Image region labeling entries
** START **
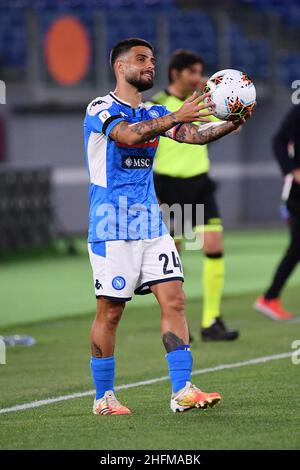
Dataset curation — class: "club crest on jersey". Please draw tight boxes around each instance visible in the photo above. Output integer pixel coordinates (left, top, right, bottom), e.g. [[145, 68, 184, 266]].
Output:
[[122, 155, 153, 170], [111, 276, 126, 290], [99, 111, 111, 123], [148, 109, 159, 119]]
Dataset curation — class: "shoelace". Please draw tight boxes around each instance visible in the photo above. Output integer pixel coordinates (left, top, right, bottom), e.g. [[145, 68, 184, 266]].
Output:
[[106, 393, 120, 407]]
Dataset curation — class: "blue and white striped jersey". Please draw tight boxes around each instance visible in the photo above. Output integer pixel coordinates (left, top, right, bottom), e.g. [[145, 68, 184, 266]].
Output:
[[84, 93, 175, 243]]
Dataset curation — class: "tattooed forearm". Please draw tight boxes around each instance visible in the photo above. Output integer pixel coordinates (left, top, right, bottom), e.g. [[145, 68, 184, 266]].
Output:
[[110, 113, 179, 144], [91, 342, 103, 359], [163, 331, 185, 352], [176, 122, 236, 145]]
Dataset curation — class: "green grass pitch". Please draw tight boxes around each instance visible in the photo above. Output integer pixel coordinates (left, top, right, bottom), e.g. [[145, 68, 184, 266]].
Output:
[[0, 231, 300, 450]]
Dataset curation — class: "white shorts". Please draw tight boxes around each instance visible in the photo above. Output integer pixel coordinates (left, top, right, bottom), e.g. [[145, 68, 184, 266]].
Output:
[[88, 235, 183, 301]]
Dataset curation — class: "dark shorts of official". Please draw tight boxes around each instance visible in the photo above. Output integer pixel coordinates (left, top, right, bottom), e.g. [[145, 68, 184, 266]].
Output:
[[286, 183, 300, 220], [154, 173, 222, 235]]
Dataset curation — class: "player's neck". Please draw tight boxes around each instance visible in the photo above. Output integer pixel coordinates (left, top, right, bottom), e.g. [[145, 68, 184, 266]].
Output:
[[114, 83, 142, 108], [168, 83, 188, 101]]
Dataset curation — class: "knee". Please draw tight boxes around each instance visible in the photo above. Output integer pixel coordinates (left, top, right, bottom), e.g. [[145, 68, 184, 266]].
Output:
[[100, 302, 124, 329], [164, 290, 185, 316], [203, 232, 223, 255]]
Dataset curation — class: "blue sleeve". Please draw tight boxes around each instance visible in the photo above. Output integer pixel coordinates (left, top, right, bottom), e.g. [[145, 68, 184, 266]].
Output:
[[85, 98, 124, 136]]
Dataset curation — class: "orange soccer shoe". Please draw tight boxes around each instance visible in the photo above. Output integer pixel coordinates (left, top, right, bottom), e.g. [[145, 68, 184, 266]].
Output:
[[170, 382, 221, 412], [93, 390, 131, 415], [254, 296, 294, 320]]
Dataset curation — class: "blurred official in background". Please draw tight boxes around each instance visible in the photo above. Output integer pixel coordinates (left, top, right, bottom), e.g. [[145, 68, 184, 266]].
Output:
[[255, 105, 300, 320], [151, 49, 238, 341]]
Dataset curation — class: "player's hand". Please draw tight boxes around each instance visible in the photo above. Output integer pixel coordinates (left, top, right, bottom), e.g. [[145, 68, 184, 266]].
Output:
[[230, 103, 256, 129], [292, 168, 300, 184], [175, 91, 214, 122]]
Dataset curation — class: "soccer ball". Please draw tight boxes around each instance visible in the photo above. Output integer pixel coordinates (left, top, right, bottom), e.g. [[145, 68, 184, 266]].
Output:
[[204, 69, 256, 121]]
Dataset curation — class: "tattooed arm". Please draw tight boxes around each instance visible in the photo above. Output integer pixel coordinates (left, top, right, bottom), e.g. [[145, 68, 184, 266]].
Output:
[[173, 121, 240, 145], [109, 93, 213, 145]]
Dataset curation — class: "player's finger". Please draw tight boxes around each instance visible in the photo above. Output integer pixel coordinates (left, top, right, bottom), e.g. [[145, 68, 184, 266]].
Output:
[[193, 92, 211, 103], [197, 117, 211, 122], [199, 109, 215, 117], [185, 91, 198, 103]]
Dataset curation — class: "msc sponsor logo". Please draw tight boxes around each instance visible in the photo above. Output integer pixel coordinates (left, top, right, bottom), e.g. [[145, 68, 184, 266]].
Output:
[[122, 155, 153, 170], [111, 276, 126, 290]]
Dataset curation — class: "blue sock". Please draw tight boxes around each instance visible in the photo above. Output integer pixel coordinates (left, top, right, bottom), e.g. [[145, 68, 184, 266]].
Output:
[[91, 356, 115, 400], [166, 345, 193, 393]]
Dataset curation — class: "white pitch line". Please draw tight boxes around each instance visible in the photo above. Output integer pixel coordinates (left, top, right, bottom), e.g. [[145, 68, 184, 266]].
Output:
[[0, 352, 293, 414]]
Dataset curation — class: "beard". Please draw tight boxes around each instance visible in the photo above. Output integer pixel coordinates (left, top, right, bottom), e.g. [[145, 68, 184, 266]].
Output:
[[126, 71, 154, 92]]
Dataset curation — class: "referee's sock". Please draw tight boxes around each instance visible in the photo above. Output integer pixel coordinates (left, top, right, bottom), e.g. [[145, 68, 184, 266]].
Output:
[[91, 356, 115, 400], [202, 252, 225, 328]]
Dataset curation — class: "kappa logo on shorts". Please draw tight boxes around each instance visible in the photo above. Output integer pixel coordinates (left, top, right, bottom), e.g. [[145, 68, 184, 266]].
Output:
[[95, 279, 103, 290], [111, 276, 126, 290]]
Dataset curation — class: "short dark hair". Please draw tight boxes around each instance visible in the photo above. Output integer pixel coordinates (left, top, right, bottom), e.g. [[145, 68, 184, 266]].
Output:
[[168, 49, 204, 83], [110, 38, 154, 67]]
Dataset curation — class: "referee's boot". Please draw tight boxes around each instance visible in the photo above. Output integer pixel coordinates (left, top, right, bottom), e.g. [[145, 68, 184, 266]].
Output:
[[200, 317, 239, 341]]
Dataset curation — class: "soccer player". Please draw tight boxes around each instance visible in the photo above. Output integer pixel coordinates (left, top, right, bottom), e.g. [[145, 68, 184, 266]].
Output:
[[254, 105, 300, 320], [84, 38, 252, 415], [151, 49, 238, 341]]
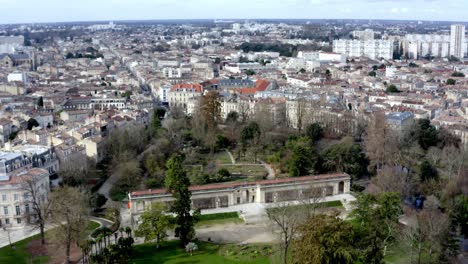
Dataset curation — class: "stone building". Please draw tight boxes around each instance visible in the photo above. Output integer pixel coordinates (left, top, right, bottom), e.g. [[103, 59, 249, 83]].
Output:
[[128, 173, 351, 215]]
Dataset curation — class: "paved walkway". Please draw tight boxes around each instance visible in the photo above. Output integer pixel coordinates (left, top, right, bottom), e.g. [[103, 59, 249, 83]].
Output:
[[223, 149, 276, 180], [225, 149, 236, 164]]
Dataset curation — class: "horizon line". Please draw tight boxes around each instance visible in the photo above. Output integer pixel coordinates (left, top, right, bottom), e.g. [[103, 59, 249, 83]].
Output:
[[0, 18, 468, 26]]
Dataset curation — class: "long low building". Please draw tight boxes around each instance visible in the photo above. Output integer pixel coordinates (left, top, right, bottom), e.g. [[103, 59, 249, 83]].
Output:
[[128, 173, 351, 215]]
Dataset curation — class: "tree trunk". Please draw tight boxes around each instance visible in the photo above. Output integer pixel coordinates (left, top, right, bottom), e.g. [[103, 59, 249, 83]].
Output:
[[39, 223, 45, 245], [282, 241, 289, 264]]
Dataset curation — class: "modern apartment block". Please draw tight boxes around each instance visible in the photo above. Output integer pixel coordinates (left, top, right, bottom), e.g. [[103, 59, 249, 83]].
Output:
[[450, 24, 466, 59], [333, 39, 393, 59]]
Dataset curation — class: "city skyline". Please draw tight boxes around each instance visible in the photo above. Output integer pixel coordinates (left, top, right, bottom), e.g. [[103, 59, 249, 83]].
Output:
[[0, 0, 468, 24]]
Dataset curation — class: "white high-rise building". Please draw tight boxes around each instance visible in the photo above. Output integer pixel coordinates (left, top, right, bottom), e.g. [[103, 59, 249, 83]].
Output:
[[333, 39, 393, 60], [450, 24, 466, 59]]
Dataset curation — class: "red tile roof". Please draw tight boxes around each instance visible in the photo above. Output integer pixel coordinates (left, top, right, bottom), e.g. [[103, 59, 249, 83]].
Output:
[[171, 83, 203, 93], [130, 173, 349, 197], [236, 80, 270, 94]]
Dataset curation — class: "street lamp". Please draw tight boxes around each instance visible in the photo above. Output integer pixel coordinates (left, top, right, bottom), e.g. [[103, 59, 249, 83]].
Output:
[[3, 227, 13, 248]]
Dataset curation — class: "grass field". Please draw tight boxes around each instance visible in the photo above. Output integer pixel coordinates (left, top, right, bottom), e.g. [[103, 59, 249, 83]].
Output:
[[196, 212, 244, 227], [0, 235, 50, 264], [384, 243, 434, 264], [0, 221, 99, 264], [213, 150, 232, 164], [131, 241, 276, 264]]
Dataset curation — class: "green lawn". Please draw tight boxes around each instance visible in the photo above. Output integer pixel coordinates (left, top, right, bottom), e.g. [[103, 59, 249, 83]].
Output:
[[86, 221, 100, 234], [196, 212, 244, 227], [384, 243, 433, 264], [0, 221, 99, 264], [131, 241, 275, 264], [213, 150, 232, 164], [0, 235, 49, 264]]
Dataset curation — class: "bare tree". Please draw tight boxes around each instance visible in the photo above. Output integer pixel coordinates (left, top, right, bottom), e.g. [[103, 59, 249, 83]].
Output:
[[51, 187, 89, 263], [440, 145, 464, 180], [296, 97, 307, 132], [369, 166, 413, 197], [400, 196, 450, 264], [58, 153, 95, 186], [267, 187, 325, 264], [21, 173, 50, 245]]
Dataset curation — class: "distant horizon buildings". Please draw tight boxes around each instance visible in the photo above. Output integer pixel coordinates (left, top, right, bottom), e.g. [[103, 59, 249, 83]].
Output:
[[333, 39, 393, 60], [450, 24, 466, 59]]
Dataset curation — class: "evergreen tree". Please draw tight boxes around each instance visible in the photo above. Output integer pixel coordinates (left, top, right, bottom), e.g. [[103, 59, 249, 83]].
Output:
[[166, 154, 198, 247], [37, 96, 44, 108]]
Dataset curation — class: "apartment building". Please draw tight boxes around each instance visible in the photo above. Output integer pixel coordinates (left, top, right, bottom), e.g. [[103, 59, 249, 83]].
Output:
[[333, 39, 393, 60]]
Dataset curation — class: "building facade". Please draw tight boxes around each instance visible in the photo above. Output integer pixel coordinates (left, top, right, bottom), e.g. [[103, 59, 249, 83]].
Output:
[[0, 168, 50, 228], [450, 24, 466, 59], [128, 173, 351, 215], [333, 39, 393, 60]]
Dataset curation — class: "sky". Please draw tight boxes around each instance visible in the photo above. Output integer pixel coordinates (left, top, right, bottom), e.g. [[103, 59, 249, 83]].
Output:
[[0, 0, 468, 24]]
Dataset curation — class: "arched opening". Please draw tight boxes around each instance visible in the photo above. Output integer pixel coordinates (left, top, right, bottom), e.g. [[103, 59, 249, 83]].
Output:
[[338, 182, 344, 194]]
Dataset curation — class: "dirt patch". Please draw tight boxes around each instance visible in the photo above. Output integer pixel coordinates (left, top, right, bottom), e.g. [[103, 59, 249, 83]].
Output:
[[26, 238, 47, 257], [26, 238, 81, 264]]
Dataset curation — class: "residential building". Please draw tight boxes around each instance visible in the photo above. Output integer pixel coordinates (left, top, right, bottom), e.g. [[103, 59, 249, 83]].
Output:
[[0, 168, 50, 228], [450, 24, 466, 59], [128, 173, 351, 216], [333, 39, 393, 60], [168, 83, 203, 110]]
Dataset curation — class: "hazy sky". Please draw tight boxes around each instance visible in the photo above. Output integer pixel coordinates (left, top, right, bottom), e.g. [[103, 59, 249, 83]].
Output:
[[0, 0, 468, 24]]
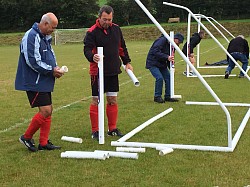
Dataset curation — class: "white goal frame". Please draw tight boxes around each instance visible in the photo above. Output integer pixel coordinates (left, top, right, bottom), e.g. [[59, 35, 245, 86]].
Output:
[[111, 0, 250, 152]]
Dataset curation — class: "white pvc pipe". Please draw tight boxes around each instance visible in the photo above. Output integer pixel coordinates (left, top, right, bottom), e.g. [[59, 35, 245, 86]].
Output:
[[122, 64, 140, 87], [196, 17, 201, 68], [155, 146, 170, 151], [111, 141, 233, 152], [169, 31, 181, 99], [116, 147, 146, 153], [163, 2, 233, 147], [169, 31, 175, 98], [186, 14, 191, 77], [196, 14, 230, 43], [95, 150, 139, 159], [97, 47, 104, 144], [61, 151, 107, 160], [208, 17, 235, 38], [232, 108, 250, 149], [186, 101, 250, 107], [163, 2, 250, 81], [117, 108, 173, 142], [61, 136, 82, 143], [60, 66, 69, 73], [159, 148, 174, 156]]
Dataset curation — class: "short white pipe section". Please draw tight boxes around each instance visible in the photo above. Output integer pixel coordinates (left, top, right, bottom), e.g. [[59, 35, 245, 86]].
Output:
[[116, 147, 146, 153], [232, 108, 250, 149], [61, 151, 107, 160], [117, 108, 173, 142], [186, 101, 250, 107], [122, 65, 140, 87], [111, 141, 233, 152], [61, 136, 82, 143], [95, 150, 139, 159], [159, 148, 174, 156], [97, 47, 104, 144], [155, 146, 170, 151], [60, 66, 69, 73]]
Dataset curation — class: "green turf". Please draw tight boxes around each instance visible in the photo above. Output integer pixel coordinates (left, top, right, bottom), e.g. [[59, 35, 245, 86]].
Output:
[[0, 39, 250, 187]]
** END **
# [Short exercise]
Recast the entries, from the start through the line with "109, 159, 119]]", as a two-column CSV with the columns "text" and "answer". Give one row per entry, putting each value in a single quoted field with line breaks turned into spaces, and leave the pictures out.

# [Finished task]
text,answer
"Dataset curation — class: ""club crest on jersey"". Please draw tight boxes around each instance visible in the photo above. Output integer pixel coordinates (left, top, right, bottom), e.g. [[145, 68, 184, 266]]. Output:","[[122, 155, 153, 170], [111, 276, 126, 290], [99, 111, 111, 123], [148, 109, 159, 119]]"